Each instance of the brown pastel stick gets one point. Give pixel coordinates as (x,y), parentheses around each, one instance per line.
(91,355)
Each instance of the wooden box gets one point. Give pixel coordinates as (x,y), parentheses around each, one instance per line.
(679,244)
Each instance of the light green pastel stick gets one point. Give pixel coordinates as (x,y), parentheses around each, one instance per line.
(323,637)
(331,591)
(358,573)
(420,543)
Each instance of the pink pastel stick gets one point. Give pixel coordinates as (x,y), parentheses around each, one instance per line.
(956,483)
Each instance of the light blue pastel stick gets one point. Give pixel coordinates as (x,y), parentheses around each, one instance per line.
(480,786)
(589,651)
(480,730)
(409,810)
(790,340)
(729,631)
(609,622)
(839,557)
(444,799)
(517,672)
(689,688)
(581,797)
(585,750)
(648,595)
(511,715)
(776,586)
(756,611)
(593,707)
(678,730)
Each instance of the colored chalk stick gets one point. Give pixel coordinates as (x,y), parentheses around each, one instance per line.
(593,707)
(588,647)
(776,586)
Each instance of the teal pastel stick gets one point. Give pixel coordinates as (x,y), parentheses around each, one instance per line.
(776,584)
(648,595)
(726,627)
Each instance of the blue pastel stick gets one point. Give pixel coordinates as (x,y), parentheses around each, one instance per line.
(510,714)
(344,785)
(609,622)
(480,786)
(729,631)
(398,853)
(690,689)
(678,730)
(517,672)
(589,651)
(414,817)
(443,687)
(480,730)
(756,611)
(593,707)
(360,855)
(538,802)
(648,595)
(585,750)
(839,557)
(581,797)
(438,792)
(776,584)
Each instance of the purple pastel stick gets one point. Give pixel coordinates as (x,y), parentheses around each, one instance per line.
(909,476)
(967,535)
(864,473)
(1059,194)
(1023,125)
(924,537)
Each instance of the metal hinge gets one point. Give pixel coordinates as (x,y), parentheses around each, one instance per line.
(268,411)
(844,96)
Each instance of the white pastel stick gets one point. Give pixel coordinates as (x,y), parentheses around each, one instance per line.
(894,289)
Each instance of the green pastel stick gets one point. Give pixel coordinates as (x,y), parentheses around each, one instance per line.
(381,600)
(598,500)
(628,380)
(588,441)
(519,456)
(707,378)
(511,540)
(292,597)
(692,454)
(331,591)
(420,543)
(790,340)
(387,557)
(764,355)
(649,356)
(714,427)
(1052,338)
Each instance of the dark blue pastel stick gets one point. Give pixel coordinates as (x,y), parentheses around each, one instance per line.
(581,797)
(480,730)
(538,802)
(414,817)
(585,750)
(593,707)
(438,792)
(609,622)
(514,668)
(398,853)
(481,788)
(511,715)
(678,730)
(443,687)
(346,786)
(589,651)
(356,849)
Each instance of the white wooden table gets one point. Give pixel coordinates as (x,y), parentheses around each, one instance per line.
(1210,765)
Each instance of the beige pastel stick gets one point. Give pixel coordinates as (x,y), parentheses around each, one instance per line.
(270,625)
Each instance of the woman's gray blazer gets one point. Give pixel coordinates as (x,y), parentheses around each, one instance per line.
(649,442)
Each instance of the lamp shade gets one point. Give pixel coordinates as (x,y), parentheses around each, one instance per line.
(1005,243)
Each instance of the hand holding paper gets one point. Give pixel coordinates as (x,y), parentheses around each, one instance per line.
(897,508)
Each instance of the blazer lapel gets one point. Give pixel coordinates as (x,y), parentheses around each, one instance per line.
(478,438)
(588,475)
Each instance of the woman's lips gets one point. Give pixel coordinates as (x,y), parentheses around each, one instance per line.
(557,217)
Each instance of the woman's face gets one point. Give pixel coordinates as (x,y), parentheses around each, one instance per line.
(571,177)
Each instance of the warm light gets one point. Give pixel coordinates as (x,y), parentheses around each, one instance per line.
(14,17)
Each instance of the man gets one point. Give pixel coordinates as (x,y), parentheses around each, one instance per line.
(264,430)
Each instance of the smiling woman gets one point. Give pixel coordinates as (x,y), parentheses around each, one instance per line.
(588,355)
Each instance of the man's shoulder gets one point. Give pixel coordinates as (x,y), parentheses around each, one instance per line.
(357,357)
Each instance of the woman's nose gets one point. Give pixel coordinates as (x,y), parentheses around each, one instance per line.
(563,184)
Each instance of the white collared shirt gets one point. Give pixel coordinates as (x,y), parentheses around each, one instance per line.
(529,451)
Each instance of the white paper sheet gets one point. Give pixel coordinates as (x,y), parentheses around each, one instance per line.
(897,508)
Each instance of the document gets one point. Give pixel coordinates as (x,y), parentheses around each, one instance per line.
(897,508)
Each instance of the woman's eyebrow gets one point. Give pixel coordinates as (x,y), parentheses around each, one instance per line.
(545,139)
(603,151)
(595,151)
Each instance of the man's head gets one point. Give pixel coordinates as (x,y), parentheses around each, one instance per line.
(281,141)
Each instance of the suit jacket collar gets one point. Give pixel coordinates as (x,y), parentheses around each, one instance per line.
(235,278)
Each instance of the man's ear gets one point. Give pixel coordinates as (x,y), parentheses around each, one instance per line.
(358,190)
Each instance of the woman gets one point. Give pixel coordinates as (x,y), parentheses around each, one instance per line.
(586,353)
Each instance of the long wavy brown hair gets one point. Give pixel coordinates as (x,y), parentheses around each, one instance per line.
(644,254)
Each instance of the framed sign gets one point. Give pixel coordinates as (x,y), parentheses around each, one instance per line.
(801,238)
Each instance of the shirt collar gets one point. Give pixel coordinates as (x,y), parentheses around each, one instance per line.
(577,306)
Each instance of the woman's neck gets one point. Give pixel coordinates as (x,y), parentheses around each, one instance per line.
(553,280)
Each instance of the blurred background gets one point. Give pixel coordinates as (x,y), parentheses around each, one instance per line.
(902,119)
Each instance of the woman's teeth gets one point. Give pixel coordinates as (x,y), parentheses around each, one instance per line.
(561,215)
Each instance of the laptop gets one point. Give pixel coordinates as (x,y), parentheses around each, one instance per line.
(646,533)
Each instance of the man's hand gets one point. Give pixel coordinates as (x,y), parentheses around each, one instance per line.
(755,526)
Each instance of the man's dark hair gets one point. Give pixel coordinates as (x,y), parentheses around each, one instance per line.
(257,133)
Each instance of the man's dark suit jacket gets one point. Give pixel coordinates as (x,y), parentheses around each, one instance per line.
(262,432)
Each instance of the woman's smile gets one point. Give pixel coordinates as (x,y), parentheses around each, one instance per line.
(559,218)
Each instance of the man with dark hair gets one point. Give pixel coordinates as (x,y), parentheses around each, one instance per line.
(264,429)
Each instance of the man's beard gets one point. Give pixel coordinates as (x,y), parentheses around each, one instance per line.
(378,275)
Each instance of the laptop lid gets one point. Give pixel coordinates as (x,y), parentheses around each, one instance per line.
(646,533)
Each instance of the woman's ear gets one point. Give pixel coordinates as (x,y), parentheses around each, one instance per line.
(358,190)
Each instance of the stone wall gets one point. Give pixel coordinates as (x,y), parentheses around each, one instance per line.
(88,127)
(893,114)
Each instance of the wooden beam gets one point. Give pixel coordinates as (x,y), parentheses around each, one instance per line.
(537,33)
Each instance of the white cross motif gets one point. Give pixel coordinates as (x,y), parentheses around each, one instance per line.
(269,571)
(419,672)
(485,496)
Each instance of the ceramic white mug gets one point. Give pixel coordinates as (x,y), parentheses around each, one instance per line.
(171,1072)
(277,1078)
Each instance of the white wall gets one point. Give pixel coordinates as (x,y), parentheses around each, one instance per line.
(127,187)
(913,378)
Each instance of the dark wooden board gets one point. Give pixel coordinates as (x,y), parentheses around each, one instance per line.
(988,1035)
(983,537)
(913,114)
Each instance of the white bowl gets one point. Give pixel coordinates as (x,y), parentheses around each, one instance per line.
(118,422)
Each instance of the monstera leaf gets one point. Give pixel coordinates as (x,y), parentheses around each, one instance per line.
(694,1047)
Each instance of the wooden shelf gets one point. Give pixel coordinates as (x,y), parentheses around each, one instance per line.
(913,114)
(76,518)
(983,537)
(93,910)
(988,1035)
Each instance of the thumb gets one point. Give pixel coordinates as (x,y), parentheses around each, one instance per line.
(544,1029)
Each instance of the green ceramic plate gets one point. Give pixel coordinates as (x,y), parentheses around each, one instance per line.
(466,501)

● Assigned task: Take the line containing "Each instance of the white wall" and each line after it up to the last line of the listing, and print them exactly.

● Reply to the task:
Each instance of the white wall gets one point. Give pixel coordinates as (x,y), parentheses around each, one instance per line.
(127,187)
(913,378)
Each instance of the dark wooden board gets one point. Give pixel coordinates as (x,y), parentheses around each, one instance per line.
(988,1035)
(983,537)
(913,114)
Each instance of the white bowl gets one point. Give pixel coordinates as (x,y), parentheses around each, one instance per line.
(118,422)
Each instance of the monstera leaf gets one point. Give pixel coordinates as (x,y), parentheses around each, one instance per line.
(694,1047)
Each instance of the wooden shelf gets one point. Give pixel coordinates as (x,y), parentheses around each, one instance per line.
(913,114)
(76,518)
(983,537)
(93,910)
(988,1035)
Each instance of the thumb gets one point. Give pixel coordinates as (x,y), parentheses around each, one instance per line.
(544,1029)
Each instance of the green ceramic plate gets one point. Give pixel coordinates as (x,y), parentheses around each, one instance per line.
(466,501)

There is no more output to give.